- GOAL OF THE EXERCISE -
Carry the blog post on UI testing drivers below forward from its last sentence.

- QUOTED TEXT -
Thursday, December 16, 2010

First Principles of UI Testing Drivers

A UI testing driver is a tool that helps automating interactions with a UI. Typically it is used in automated functional and regression test suites. Essentially a driver is a tool that can automatically drive through a UI.

I have worked on Frankenstein, have discussed and worked with Ketan on Twist while he was developing SWTBot and have brainstormed with Hakan on his new web testing driver Krypton (Sadly, I cannot find any public repository of this yet. Will post it when I get hold of it). While doing these, I found that there is something fundamentally similar to all UI testing drivers and if you understand these basic ideas, you can very easily work with any driver or implement your own for some new platform.

I would like to formalize the concepts of a UI testing driver in this post. This should give you a good mental model to understand the working of a driver. Before we start, let's answer a basic question:

How would you test UI manually?

Lets say you want to login into a typical application. You need to enter your username and password into the text field and the password field respectively and then click on the "Sign In" button. If you want to do it manually, you first search or locate where the username field is. Then, you interact with it i.e. type your username into the field. You would do the same with the password field. You would then search or locate where the "Sign In" button is and click it.

The two main tasks that you do manually are:

1) Locate what you want and
2) Interact with it

These form the basic operations of any UI testing driver. If you can automate these two operations, you can essentially test any UI automatically i.e. have a driver for that UI.

1. Locate Elements

The first thing a driver needs to provide is a mechanism to locate or search for elements. Most drivers use a concept called locator. A locator is like an address. Based on how accurate the locator is, a driver can get one or more UI elements that match the given locator. I want to stick with the same term - locator, because it pretty accurately describes what it does. The actual syntax of locators is left up to the driver implementers.

  1. .name could match an element whose CSS class is name.
  2. Table >> Chapter 1 >> Questions could match an element which is called "Questions" and is a list item of "Chapter 1" which in turn is a sub-list of "Table"

An important property of locators is that given a UI with some structure, a driver should return the same element or a set of elements for a given locator every time, even when there are new elements added or unrelated elements being deleted from that UI.

Example: If  the locator text_with_label['Foo'] identifies a text field whose label is 'Foo', adding a new text field, say, after this field should not change what element the driver returns.

While this property is important for the sake of stability and non-flaky tests, its not mandatory. Sometimes, non-deterministic locators which use the nearness in terms of distance on the UI or relative positioning is used. This can be quiet handy when testing a UI that is not so well written and cannot be changed easily.

- INFORMATION SHOWN -
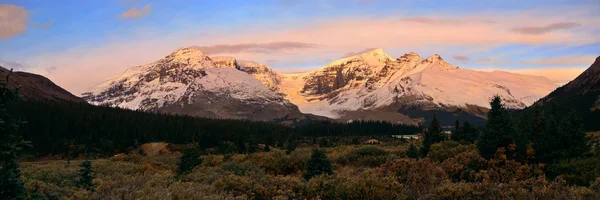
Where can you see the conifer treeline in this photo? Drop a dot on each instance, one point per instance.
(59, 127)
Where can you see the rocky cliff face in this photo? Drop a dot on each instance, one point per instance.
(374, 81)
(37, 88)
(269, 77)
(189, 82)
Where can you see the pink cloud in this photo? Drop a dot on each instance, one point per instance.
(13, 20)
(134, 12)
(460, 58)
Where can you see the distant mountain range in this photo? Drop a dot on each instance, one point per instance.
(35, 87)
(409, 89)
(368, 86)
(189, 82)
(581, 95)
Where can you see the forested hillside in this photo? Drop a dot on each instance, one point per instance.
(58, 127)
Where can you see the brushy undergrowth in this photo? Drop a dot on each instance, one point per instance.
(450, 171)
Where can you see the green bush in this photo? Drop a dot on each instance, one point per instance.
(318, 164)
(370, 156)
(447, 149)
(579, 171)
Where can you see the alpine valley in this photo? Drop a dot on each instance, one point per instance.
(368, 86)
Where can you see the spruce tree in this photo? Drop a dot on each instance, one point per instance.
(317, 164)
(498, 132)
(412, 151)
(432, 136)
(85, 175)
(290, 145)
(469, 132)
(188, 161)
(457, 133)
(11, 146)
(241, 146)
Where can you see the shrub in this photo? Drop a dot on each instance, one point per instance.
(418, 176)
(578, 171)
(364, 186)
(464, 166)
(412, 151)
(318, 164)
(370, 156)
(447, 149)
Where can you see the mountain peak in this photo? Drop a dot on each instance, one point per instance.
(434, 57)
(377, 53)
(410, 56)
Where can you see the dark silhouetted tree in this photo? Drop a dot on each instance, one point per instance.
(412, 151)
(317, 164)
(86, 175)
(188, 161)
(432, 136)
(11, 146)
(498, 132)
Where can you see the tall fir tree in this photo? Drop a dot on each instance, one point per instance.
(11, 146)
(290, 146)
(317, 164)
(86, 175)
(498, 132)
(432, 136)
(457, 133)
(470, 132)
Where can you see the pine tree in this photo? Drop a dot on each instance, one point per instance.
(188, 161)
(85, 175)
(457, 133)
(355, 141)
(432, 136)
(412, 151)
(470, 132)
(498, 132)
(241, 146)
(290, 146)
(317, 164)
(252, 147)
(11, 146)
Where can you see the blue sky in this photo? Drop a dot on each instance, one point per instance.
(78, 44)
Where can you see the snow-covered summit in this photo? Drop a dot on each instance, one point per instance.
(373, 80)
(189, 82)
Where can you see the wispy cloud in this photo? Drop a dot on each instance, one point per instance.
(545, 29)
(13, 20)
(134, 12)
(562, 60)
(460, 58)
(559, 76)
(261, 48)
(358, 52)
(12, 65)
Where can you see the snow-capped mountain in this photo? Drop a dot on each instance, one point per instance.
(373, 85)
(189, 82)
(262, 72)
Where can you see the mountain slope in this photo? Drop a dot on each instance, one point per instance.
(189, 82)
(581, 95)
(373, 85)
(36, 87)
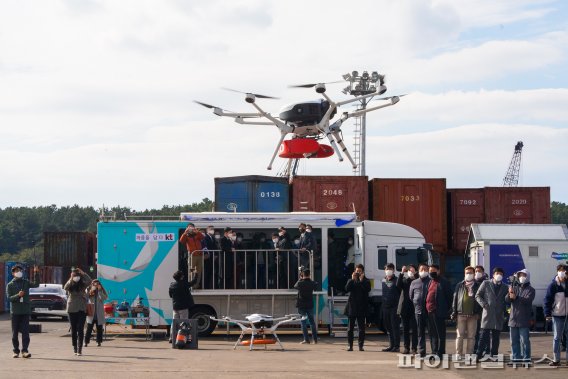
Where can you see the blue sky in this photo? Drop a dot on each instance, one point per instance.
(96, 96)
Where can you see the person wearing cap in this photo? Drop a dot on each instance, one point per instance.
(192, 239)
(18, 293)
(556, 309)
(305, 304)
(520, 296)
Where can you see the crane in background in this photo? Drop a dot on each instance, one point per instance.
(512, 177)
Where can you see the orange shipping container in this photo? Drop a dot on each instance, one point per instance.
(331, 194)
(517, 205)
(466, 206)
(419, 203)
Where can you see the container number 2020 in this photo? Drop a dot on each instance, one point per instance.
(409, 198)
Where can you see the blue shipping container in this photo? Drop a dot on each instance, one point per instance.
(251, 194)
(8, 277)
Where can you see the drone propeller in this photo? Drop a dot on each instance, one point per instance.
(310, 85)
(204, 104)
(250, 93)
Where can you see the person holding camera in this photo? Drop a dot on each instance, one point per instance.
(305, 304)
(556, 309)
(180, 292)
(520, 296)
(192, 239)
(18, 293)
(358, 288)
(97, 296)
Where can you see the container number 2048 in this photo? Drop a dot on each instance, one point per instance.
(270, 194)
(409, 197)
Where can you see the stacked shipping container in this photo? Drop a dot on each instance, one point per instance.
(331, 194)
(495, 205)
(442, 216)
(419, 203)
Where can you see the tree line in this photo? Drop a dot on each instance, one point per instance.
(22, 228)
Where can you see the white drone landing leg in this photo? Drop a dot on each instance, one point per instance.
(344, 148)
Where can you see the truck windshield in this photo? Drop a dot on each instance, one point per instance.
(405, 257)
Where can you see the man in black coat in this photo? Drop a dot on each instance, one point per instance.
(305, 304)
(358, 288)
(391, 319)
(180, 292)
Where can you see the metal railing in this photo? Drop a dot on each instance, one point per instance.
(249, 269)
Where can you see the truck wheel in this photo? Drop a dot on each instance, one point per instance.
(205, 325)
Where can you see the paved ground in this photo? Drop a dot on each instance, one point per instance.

- EXERCISE RESULT -
Absolute Positions

Historically, tools like QTP used the absolute co-ordinates of a given UI component as a locator when recorded. This can be extremely flaky and should not be used as is. Most tools do not use this approach anymore and I have mentioned this just for the sake of legacy.

2. Interact with Elements

Once a driver knows what element it is dealing with, you can specify what you want to do with it. For example, you can click a button, choose an option from a drop down, drag and drop an image onto a Thrash Can icon etc. In order to do these interactions, a driver needs to simulate what a user does. Right from simulating events to actually moving the mouse and sending keyboard events, a driver can choose to do it in a few different ways. The following are some ways of doing this:
  • OS Native events - In this approach, the driver sends OS level native events to the element identified by the locator. For example, in order to click on a button, the mouse pointer is actually moved to the button and a real mouse button click is sent on a OS level.
    • Good thing about this is that it is as close to what happens in the real world as you can get in automated testing
    • Bad thing about this is that it in order to implement this, you would need to write very low level code or use libraries like Java's AWT Robot. Either way, the application under test needs to have focus, in which case you cannot run multiple tests on the same box and development becomes annoying.
    • Example: Frankenstein
  • Framework Native events - In this approach, the driver sends all possible events programmatically to an element that would make sense for a given interaction. For example, in SWTBot, in order to click on a button, the driver sends SWT Events such as MouseIn, MouseButtonDown, MouseButtonUp, MouseOut, MouseButtonClick etc to the button in the order in which the real events would be sent. 
    • Good thing about this approach is that it is very easy to develop. This can be run without giving the application under test focus. It works for the 98% case
    • Bad thing about this is the absence of the perceived safety of doing the real thing. No one would be calling these events manually in production environment, which make this seem like a very high level integration test. Though, this should not matter, it is sometimes brought up as an issue. In the 2% case, the issue could be that the event listener is hooked onto a different element - may be a container but the driver is sending the events to the element matched by the locator.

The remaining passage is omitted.